* [Task objective] In the forum thread on the lexical sort subroutine, which single line does davidb suggest for the final copy that puts the array in the correct order?

* [Selected excerpt]

^^^^

|
forums.silverfrost.com Welcome to the Silverfrost forums
|
View previous topic :: View next topic |
Author |
Message |
DanRRight
Joined: 10 Mar 2008 Posts: 2816 Location: South Pole, Antarctica
|
Posted: Mon Feb 02, 2015 5:48 am Post subject: Lexical Sort |
|
|
Can anyone make this damn subroutine of unknown author work ? Spent periodically tons of time on this work of devilry over two decades, every time i write new code using this @@$% it does not work.
http://jblevins.org/mirror/amiller/sortchar.f90 |
|
Back to top |
|
|
davidb
Joined: 17 Jul 2009 Posts: 560 Location: UK
|
Posted: Mon Feb 02, 2015 8:44 am Post subject: |
|
|
I have been testing this and so far it seems to work.
Can you give a short example of a list of strings where it doesn't work?
There are a number of things in the subroutine that can be tidied up:
- There is no need for a copy of the input character array
- There is no need for a copy of the input index array
- Final copy to put array in correct order in sort can be done on one line, i.e. StringArray = StringArray(indexarray(:))

^^^^

* [Dataset rows]
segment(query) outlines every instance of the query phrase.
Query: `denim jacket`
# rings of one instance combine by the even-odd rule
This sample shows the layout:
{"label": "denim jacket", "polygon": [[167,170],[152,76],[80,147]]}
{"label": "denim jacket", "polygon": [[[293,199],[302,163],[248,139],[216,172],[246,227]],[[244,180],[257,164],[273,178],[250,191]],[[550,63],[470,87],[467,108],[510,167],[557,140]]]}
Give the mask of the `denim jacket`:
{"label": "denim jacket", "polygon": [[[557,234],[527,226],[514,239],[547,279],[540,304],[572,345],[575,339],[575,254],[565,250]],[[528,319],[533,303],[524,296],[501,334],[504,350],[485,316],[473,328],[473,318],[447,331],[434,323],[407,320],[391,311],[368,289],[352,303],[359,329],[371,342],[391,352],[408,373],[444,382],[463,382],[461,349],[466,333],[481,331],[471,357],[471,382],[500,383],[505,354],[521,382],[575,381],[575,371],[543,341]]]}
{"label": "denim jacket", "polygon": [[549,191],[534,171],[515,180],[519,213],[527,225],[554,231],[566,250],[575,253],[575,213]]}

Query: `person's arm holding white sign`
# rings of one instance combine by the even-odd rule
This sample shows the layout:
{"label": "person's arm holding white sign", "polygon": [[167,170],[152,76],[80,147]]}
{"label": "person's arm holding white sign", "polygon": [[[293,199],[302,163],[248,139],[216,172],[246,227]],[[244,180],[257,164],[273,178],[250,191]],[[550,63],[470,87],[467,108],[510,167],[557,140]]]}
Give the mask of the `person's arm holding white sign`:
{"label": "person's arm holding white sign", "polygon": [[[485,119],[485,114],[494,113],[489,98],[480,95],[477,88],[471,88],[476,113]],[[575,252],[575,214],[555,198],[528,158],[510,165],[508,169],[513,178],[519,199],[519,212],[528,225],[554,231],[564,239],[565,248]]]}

^^^^

* [Result] StringArray = StringArray(indexarray(:))